# Short problem
In the copy, include every entry exactly but none of the images.

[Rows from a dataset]
⟨

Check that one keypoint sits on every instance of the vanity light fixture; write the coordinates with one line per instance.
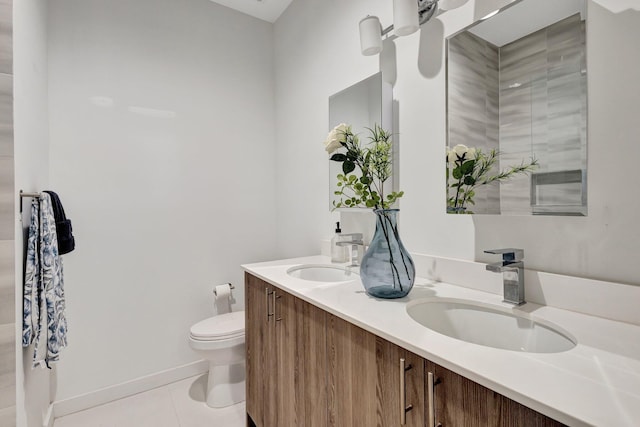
(408, 15)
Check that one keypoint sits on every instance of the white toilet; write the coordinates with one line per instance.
(220, 340)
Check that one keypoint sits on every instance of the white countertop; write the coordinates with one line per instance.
(596, 383)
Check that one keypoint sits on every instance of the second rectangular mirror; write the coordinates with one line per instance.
(517, 111)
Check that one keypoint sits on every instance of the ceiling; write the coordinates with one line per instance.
(267, 10)
(524, 18)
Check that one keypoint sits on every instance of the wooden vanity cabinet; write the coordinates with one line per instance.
(459, 401)
(306, 367)
(365, 385)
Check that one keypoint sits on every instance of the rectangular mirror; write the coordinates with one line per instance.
(517, 111)
(363, 105)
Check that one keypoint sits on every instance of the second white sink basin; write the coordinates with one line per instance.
(322, 273)
(491, 326)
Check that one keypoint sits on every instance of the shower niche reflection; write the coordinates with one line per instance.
(517, 83)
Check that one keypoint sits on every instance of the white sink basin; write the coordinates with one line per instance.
(488, 325)
(322, 273)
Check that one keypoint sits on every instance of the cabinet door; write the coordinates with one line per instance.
(260, 363)
(459, 401)
(311, 365)
(301, 363)
(364, 379)
(286, 362)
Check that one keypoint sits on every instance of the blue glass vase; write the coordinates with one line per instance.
(387, 270)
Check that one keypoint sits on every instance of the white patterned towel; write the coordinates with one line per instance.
(44, 320)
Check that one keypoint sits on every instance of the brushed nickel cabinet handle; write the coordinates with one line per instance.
(431, 411)
(275, 297)
(404, 408)
(266, 303)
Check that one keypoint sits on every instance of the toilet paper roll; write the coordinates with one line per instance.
(223, 298)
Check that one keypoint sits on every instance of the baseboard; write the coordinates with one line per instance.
(129, 388)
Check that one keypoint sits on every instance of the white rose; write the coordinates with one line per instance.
(458, 152)
(335, 138)
(471, 154)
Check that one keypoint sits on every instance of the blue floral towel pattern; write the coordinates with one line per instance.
(44, 321)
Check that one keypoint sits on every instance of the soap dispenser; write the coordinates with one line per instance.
(338, 253)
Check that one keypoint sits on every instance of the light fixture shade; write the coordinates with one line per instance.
(450, 4)
(405, 17)
(370, 36)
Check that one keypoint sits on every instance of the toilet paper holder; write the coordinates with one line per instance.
(230, 287)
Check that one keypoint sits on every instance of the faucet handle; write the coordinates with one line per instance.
(508, 254)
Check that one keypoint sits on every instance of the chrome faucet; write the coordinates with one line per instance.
(356, 240)
(512, 269)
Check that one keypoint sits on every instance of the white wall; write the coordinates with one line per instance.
(162, 136)
(31, 174)
(317, 54)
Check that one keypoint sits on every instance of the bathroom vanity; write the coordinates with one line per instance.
(324, 353)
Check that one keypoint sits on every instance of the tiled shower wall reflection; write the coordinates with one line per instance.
(526, 98)
(7, 281)
(543, 107)
(473, 105)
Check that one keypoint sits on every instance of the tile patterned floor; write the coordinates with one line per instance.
(180, 404)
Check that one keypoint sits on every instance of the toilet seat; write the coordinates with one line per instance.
(224, 328)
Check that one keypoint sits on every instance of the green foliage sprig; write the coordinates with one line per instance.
(468, 168)
(373, 161)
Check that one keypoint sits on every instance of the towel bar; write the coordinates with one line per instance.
(25, 194)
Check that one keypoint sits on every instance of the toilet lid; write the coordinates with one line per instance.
(221, 327)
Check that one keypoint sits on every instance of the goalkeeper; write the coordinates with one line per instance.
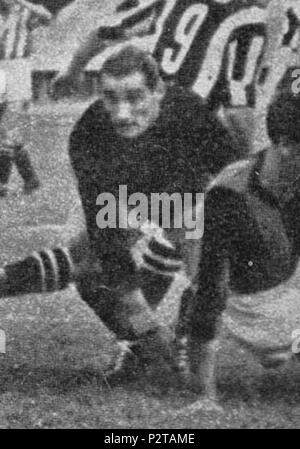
(149, 137)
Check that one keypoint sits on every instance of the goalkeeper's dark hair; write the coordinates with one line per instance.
(131, 59)
(283, 119)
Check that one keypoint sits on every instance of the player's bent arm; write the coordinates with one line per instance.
(96, 42)
(49, 270)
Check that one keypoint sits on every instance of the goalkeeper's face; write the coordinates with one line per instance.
(132, 106)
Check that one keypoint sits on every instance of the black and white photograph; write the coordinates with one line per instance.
(150, 216)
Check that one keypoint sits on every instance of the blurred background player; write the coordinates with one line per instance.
(231, 53)
(17, 20)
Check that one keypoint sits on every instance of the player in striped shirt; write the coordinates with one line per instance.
(18, 19)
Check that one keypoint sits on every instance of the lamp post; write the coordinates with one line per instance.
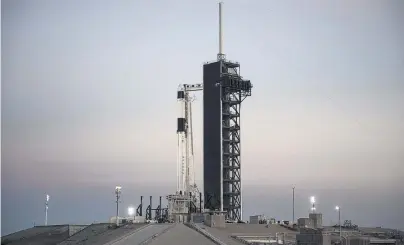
(313, 204)
(118, 195)
(293, 206)
(46, 209)
(339, 221)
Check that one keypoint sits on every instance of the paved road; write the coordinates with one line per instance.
(181, 235)
(143, 234)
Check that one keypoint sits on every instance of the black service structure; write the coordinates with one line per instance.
(223, 91)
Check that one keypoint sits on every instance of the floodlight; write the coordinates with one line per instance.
(131, 211)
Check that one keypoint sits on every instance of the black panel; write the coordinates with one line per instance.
(211, 134)
(180, 125)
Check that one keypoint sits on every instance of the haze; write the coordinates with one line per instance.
(89, 102)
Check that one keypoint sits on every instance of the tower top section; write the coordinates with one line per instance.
(221, 55)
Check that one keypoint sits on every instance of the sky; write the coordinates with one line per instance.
(88, 101)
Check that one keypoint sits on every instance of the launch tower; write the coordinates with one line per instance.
(223, 91)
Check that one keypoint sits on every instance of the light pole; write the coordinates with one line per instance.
(131, 211)
(118, 195)
(313, 204)
(293, 212)
(339, 221)
(46, 209)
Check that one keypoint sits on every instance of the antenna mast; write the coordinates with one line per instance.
(220, 55)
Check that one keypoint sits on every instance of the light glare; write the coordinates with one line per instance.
(131, 211)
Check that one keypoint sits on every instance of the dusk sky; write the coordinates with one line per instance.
(89, 102)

⟩

# Full solution
Check that one keypoint sits on every instance of the vanity light fixture; write the coordinates with one line per instance.
(408, 15)
Check that one keypoint sits on every instance of the white toilet; write the coordinates with one line per instance.
(220, 340)
Check that one keypoint sits on every instance of the white countertop; write the coordinates with one line per instance.
(596, 383)
Check that one keypoint sits on every instance of the second rectangular mirror; write the coordinates with one line per instance.
(517, 111)
Check that one keypoint sits on every instance of the ceiling; write the coordinates with one line per instance.
(267, 10)
(524, 18)
Check that one keypoint sits on every instance of the wooden vanity cabinet; write the coordinates with one line per instance.
(459, 401)
(306, 367)
(365, 385)
Check that one keypoint sits on every instance of the rectangular mirror; write the coordinates with one line per instance.
(517, 111)
(363, 105)
Check that one keypoint sits on every instance of the second white sink basin; write the coordinates with one line per instance.
(322, 273)
(491, 326)
Check that one keypoint sits on every instance of the shower niche reflection; write the coordinates with one line per instance.
(517, 83)
Check that one keypoint sits on every instance of the white sink basin; write the coordinates with one line per instance.
(488, 325)
(322, 273)
Check that one keypoint sits on every instance of the cabinet door; write the coordinates with one line per instance.
(260, 363)
(459, 401)
(311, 365)
(301, 363)
(364, 379)
(286, 362)
Check that one keypoint sits on every instance of the blue glass vase; write the coordinates with one line per instance.
(387, 270)
Check that one keypoint sits on every instance of the white patterned towel; write the coordinates with one line per instance.
(44, 320)
Check that one keypoint sits on every instance of the brushed nickel cabinet handle; write the coordinates with one line per instance.
(431, 411)
(275, 297)
(404, 408)
(266, 303)
Check that one keypoint sits on every instance of the toilet paper roll; write the coordinates with one line per instance.
(223, 298)
Check that one keypoint sits on every instance of the baseboard; write the coordinates with one line per instance.
(129, 388)
Check that one keypoint sits on every instance of the white rose; write the coordinates with one line per instance.
(458, 152)
(335, 138)
(471, 154)
Check that one keypoint sits on every instance of the blue floral towel pattern; write the coordinates with one line per instance.
(44, 321)
Check that one keypoint sits on every instance of the soap dispenser; write the coordinates with one line per instance.
(338, 253)
Check that one keypoint sits on every instance of the light fixture shade; write the coordinates with one line per instance.
(450, 4)
(405, 17)
(370, 36)
Check that one keypoint sits on every instance of the toilet paper holder; write the coordinates with one line per instance.
(230, 287)
Check that one keypoint sits on every instance of the faucet handle; write the coordinates with one line per instance.
(508, 254)
Check that one keypoint sits on every instance of the chrome faucet; write the coordinates with one line per instance.
(356, 240)
(512, 269)
Check that one keypoint sits on every instance of the white wall; write the coordinates with one line per instance.
(162, 136)
(31, 174)
(317, 54)
Check that one keypoint sits on every instance of the bathroom vanity; write the coordinates with one line per instance.
(324, 353)
Check that one keypoint sits on every instance of the tiled shower wall reflection; write the coordinates with one line per instance.
(526, 98)
(7, 281)
(543, 107)
(473, 105)
Check that one keypoint sits on every instance of the tile patterned floor; write the coordinates with one line per instance.
(180, 404)
Check that one keypoint sits on every instance of the toilet seat; write the coordinates with one line per instance.
(224, 328)
Check that one keypoint sits on every instance of the green foliage sprig; write the coordinates with one line per instance.
(468, 168)
(373, 161)
Check that one keypoint sits on every instance of the towel bar; write the coordinates with one line per instance.
(25, 194)
Check that one keypoint sits on every instance of the toilet lid; write the coordinates with one line per instance.
(221, 327)
Check that one keypoint sits on every instance of the goalkeeper; write the coordinates with one line per instance.
(149, 137)
Check that one keypoint sits on every instance of the goalkeeper's dark hair; write the coordinates with one line per instance.
(131, 59)
(283, 119)
Check that one keypoint sits on every instance of the player's bent arm; write the coordinates with one line per instance.
(96, 42)
(49, 270)
Check that one keypoint sits on every instance of the goalkeeper's face; write the coordinates with one line per instance.
(132, 106)
Check that one keypoint sits on every instance of the black and white photograph; write the coordinates with one line per instance.
(150, 216)
Check that one keypoint sits on every instance of the blurred background player; write the coordinates with one line per instance.
(231, 53)
(17, 20)
Check that one keypoint sits on every instance of the player in striped shirt; write the coordinates with one line per instance.
(18, 19)
Check that one keypoint sits on every instance of the lamp post; write the coordinates with one line per instance.
(313, 204)
(118, 195)
(293, 206)
(46, 209)
(339, 221)
Check that one keypoint sits on every instance of the paved road; write the coordinates with one line per instance.
(181, 235)
(143, 234)
Check that one keypoint sits on every instance of the black service structure; write the coordinates with one line per instance.
(223, 91)
Check that one keypoint sits on every instance of the floodlight; write the coordinates with one line per instance.
(131, 211)
Check that one keypoint sits on every instance of the black panel; write the coordinates with one line per instance.
(211, 134)
(180, 125)
Check that one keypoint sits on every instance of the haze; write the coordinates with one line per instance.
(89, 102)
Check that one keypoint sits on every instance of the tower top section; write the coordinates with one line per instance.
(221, 55)
Check that one keypoint sits on every instance of the sky; write the coordinates with one line per instance.
(88, 101)
Check that one keypoint sits on every instance of the launch tower; write the coordinates with one line per instance.
(223, 91)
Check that one keypoint sits on every instance of the light pole; write the coordinates with one line per instance.
(131, 211)
(118, 195)
(313, 204)
(293, 212)
(339, 221)
(46, 209)
Check that one keypoint sits on every instance of the antenna mast; write the coordinates with one line per instance.
(220, 55)
Check that one keypoint sits on every instance of the light glare; write the coordinates with one line per instance.
(131, 211)
Check that one keypoint sits on every instance of the dusk sky; write the coordinates with one line per instance.
(89, 102)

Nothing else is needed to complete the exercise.